**The problem**
Reproduce word for word the lines between those holding "TARGET = green lamp post" and "TARGET = spire finial", inclusive, and nothing else from the data below.

**Natural-language object grounding data**
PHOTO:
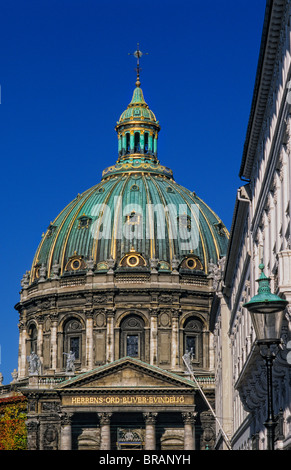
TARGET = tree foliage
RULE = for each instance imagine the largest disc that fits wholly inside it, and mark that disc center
(12, 423)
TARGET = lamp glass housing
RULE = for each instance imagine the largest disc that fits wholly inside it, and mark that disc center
(267, 311)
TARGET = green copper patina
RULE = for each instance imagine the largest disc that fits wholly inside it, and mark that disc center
(100, 226)
(264, 299)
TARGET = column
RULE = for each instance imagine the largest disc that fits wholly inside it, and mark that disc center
(66, 431)
(131, 141)
(104, 419)
(189, 430)
(150, 434)
(141, 141)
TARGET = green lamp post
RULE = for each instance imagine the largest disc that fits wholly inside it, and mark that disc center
(267, 313)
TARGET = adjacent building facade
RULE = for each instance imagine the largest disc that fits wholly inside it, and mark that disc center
(260, 233)
(119, 290)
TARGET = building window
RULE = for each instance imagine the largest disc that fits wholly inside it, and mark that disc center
(136, 142)
(132, 345)
(32, 339)
(146, 143)
(127, 147)
(193, 340)
(132, 337)
(73, 339)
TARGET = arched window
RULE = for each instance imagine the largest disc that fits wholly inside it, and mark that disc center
(193, 340)
(73, 339)
(136, 142)
(32, 339)
(127, 143)
(146, 143)
(132, 337)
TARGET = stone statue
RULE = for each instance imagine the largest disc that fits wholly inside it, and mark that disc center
(70, 366)
(34, 364)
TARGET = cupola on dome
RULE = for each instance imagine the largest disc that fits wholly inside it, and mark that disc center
(137, 210)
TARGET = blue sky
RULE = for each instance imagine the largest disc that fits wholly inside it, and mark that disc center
(66, 76)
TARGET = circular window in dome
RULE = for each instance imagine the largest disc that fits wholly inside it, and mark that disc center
(133, 261)
(76, 264)
(191, 263)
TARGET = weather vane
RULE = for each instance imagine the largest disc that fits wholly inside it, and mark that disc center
(137, 54)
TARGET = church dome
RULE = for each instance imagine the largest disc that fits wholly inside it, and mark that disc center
(137, 109)
(136, 218)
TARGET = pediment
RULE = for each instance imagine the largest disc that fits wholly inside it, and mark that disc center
(127, 373)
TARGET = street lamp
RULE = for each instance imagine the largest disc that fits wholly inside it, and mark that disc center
(267, 313)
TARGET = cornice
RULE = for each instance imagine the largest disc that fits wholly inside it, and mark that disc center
(264, 76)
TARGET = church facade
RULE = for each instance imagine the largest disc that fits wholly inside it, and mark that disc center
(119, 290)
(260, 236)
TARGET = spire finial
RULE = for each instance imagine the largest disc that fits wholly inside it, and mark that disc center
(137, 54)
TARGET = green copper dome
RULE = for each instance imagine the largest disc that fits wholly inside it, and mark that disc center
(137, 217)
(137, 109)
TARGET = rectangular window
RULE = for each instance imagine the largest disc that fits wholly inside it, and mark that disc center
(75, 346)
(132, 346)
(191, 344)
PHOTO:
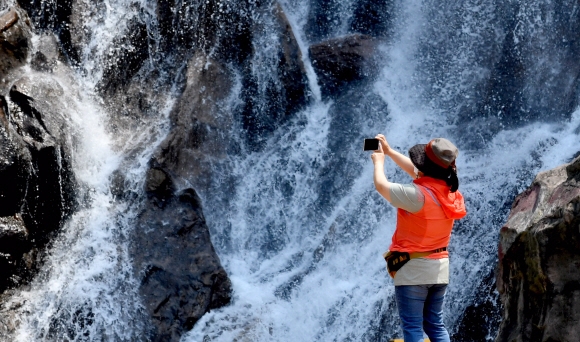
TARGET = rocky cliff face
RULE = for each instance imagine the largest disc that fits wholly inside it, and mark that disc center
(180, 273)
(539, 259)
(37, 185)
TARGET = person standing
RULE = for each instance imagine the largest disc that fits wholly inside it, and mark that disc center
(426, 211)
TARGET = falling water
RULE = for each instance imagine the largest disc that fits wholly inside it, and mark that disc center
(304, 231)
(301, 229)
(86, 289)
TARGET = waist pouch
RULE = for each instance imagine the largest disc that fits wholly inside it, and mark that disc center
(395, 260)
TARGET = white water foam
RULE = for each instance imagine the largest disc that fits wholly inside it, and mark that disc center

**Answer section**
TARGET = green lamp post
RULE = for each instance imagine the largest disc that fits wholly inside it, and mark that disc center
(267, 313)
TARGET = adjacent building facade
RULE = for each instance imagine the largest disc that fits wholly inside it, and mark that disc center
(260, 233)
(119, 290)
TARGET = building window
RULE = for each instance imagine the largest disc that fits wholly inside it, and mark that disc center
(136, 142)
(132, 345)
(32, 339)
(146, 143)
(127, 147)
(193, 340)
(132, 337)
(73, 339)
TARGET = arched window
RULE = for each instance imagine the largest disc that fits wholly inside it, and mark that disc center
(193, 340)
(73, 339)
(136, 142)
(32, 339)
(127, 143)
(146, 143)
(132, 337)
TARGET = stone statue
RULE = for each instance imagine the largest disc that fits wholly inside it, and mark that disc center
(70, 366)
(34, 364)
TARGET = cupola on dome
RULE = for each instance imagine the largest disc that fits wholly inside it, and mark that disc center
(137, 210)
TARGET = blue sky
RULE = for each instance imagine the largest disc that fits wholly inside it, and mark that disc center
(66, 76)
TARGET = circular window in dome
RULE = for each instance imagine the largest disc that fits wholly inside it, and mark that disc center
(133, 261)
(76, 264)
(191, 263)
TARGET = weather vane
RULE = for each instance imagine the largest disc that fits wholly inside it, and mark that disc center
(137, 54)
TARGET = church dome
RULE = for each instance imagine the largest disc that fits wholly inside it, and mark that disc center
(137, 109)
(136, 218)
TARGET = pediment
RULE = for each instance imagine the largest disc that fits wholly inside it, and mark that disc center
(127, 373)
TARGET = street lamp
RULE = for each instance imagine the largest disc that fits wholly inside it, and mark that disc center
(267, 313)
TARGET = cornice
RULE = for each instance imagine the largest disc that fits wholly inside it, and mark that disc center
(264, 76)
TARGET = church facade
RULE = for each instance imagine the largest disc that fits wholly inside it, and mark that disc center
(119, 290)
(260, 236)
TARGET = spire finial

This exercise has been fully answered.